**Problem to solve**
Here are some records. Copy each one exactly.

**Exercise data**
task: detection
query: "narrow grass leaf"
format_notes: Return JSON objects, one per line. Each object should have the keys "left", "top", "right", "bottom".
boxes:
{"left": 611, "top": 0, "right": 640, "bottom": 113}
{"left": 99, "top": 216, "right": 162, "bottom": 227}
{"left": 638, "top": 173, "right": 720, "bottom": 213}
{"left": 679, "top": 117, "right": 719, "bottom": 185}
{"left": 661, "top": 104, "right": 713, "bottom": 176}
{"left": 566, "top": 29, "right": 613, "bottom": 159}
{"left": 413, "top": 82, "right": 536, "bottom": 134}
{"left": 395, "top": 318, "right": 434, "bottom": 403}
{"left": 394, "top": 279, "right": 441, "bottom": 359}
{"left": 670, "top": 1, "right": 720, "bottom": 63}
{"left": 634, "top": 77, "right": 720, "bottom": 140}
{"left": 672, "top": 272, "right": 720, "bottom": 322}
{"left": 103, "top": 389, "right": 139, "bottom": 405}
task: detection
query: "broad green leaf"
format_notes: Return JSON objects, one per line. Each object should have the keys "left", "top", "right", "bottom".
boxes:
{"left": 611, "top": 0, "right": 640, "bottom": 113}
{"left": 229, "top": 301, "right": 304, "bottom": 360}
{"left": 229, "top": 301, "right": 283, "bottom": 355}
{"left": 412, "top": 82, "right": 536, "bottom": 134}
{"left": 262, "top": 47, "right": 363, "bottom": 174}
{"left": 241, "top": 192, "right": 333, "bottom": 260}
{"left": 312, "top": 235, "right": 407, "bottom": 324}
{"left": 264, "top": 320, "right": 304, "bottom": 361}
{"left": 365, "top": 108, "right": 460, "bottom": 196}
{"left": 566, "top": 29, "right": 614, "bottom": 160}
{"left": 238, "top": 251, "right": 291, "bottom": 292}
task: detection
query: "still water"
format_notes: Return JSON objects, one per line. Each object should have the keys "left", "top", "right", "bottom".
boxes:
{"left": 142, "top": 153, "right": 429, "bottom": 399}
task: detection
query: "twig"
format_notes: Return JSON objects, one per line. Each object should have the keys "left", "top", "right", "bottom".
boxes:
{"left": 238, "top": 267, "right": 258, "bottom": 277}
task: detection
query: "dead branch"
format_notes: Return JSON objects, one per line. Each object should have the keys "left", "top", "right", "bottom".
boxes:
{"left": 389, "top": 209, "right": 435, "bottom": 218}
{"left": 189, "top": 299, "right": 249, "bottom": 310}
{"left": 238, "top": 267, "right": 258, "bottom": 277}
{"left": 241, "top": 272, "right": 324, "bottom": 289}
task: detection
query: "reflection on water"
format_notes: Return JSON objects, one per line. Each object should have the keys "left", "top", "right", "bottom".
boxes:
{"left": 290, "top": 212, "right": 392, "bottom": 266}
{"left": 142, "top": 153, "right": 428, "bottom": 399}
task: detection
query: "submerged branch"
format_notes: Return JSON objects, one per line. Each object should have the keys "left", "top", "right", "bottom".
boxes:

**Answer below**
task: detection
query: "narrow grass leaf"
format_notes: Return JSON objects, one per line. Each object should have the keys "left", "top", "right", "bottom".
boxes:
{"left": 611, "top": 0, "right": 640, "bottom": 113}
{"left": 99, "top": 216, "right": 162, "bottom": 227}
{"left": 638, "top": 173, "right": 720, "bottom": 213}
{"left": 679, "top": 117, "right": 719, "bottom": 185}
{"left": 661, "top": 104, "right": 713, "bottom": 176}
{"left": 566, "top": 29, "right": 613, "bottom": 159}
{"left": 413, "top": 82, "right": 536, "bottom": 134}
{"left": 395, "top": 318, "right": 434, "bottom": 403}
{"left": 394, "top": 279, "right": 441, "bottom": 359}
{"left": 670, "top": 1, "right": 720, "bottom": 63}
{"left": 634, "top": 77, "right": 720, "bottom": 140}
{"left": 672, "top": 272, "right": 720, "bottom": 322}
{"left": 103, "top": 389, "right": 139, "bottom": 405}
task: detection
query: "broad green leaf"
format_notes: Return JSON objects, one per line. Each object should have the keys "left", "top", "right", "bottom".
boxes:
{"left": 611, "top": 0, "right": 640, "bottom": 113}
{"left": 229, "top": 301, "right": 304, "bottom": 360}
{"left": 229, "top": 301, "right": 283, "bottom": 355}
{"left": 412, "top": 82, "right": 536, "bottom": 134}
{"left": 262, "top": 47, "right": 363, "bottom": 174}
{"left": 241, "top": 192, "right": 333, "bottom": 260}
{"left": 312, "top": 235, "right": 407, "bottom": 324}
{"left": 264, "top": 320, "right": 304, "bottom": 361}
{"left": 365, "top": 108, "right": 460, "bottom": 196}
{"left": 566, "top": 29, "right": 614, "bottom": 160}
{"left": 238, "top": 251, "right": 291, "bottom": 292}
task: detection
query: "still water"
format_notes: Return JSON objects, one per line. Each object should have the keys "left", "top", "right", "bottom".
boxes:
{"left": 142, "top": 153, "right": 429, "bottom": 399}
task: detection
query: "twig"
format_notes: Return JSON objects, one per line. Each object should have the keys "left", "top", "right", "bottom".
boxes:
{"left": 238, "top": 267, "right": 258, "bottom": 277}
task: detection
query: "dead branch"
format_notes: Return JSON objects, one per line. Each object should have the keys "left", "top", "right", "bottom".
boxes:
{"left": 389, "top": 209, "right": 435, "bottom": 218}
{"left": 189, "top": 299, "right": 249, "bottom": 310}
{"left": 238, "top": 267, "right": 258, "bottom": 277}
{"left": 241, "top": 272, "right": 324, "bottom": 289}
task: detection
query: "reflection on water"
format_notes: Return JSON objects, one per line. Each object should have the keys "left", "top", "right", "bottom".
boxes:
{"left": 290, "top": 212, "right": 392, "bottom": 266}
{"left": 142, "top": 153, "right": 428, "bottom": 399}
task: detection
query: "submerged branch"
format_notes: Return JSON objects, one per line. Each object should have the keys "left", "top", "right", "bottom".
boxes:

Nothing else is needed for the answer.